━━ Task data ━━

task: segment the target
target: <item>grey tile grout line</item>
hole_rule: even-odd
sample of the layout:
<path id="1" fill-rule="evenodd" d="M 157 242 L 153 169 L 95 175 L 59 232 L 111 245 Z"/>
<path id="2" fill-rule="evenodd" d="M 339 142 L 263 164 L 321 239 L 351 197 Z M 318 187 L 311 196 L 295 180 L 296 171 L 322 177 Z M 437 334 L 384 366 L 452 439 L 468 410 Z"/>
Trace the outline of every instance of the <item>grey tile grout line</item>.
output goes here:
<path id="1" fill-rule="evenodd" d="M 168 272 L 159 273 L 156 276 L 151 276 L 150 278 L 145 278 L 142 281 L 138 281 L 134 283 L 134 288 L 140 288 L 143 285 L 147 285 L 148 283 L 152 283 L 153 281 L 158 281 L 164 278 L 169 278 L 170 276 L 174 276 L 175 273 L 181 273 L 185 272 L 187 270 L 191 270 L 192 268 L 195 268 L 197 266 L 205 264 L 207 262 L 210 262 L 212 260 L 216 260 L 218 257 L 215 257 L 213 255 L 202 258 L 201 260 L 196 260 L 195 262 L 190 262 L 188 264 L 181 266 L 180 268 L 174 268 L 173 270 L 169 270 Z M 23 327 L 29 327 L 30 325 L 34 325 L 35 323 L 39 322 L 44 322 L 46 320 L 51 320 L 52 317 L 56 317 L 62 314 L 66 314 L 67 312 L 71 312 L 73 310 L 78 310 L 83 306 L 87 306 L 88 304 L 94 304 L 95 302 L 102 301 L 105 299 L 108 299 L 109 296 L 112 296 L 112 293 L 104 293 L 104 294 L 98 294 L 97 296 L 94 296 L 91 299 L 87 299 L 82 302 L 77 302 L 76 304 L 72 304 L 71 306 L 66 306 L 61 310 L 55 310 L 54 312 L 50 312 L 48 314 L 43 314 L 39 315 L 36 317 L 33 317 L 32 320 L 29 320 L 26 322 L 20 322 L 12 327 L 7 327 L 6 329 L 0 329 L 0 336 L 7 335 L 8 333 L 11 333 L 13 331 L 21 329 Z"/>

━━━
━━ Task data ━━

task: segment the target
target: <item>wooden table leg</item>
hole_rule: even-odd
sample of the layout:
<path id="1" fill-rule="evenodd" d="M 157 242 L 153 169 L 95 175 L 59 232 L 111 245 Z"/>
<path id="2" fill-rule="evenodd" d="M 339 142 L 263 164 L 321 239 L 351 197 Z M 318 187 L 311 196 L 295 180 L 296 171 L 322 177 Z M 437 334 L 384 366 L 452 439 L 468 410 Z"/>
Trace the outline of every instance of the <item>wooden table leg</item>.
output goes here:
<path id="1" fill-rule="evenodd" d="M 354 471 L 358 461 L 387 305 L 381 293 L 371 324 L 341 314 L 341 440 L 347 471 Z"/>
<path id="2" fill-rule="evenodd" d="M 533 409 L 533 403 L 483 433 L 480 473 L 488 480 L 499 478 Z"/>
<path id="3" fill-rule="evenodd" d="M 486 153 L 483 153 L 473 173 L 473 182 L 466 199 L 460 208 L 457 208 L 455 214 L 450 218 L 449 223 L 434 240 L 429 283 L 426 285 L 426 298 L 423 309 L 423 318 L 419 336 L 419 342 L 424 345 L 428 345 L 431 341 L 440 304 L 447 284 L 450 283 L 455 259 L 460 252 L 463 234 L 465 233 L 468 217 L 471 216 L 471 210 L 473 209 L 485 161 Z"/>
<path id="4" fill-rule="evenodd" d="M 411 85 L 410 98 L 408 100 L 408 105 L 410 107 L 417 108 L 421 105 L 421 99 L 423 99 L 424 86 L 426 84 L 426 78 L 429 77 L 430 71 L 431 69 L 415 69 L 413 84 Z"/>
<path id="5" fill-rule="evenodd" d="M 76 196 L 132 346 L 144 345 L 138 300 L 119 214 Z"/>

━━━

### Task directions
List every line of the material above that contains the string "target". Case counts, so skip lines where it appears with different capitalization.

### Exercise response
task: segment the target
target: <item>grey tile grout line</item>
task: segment the target
target: <item>wooden table leg</item>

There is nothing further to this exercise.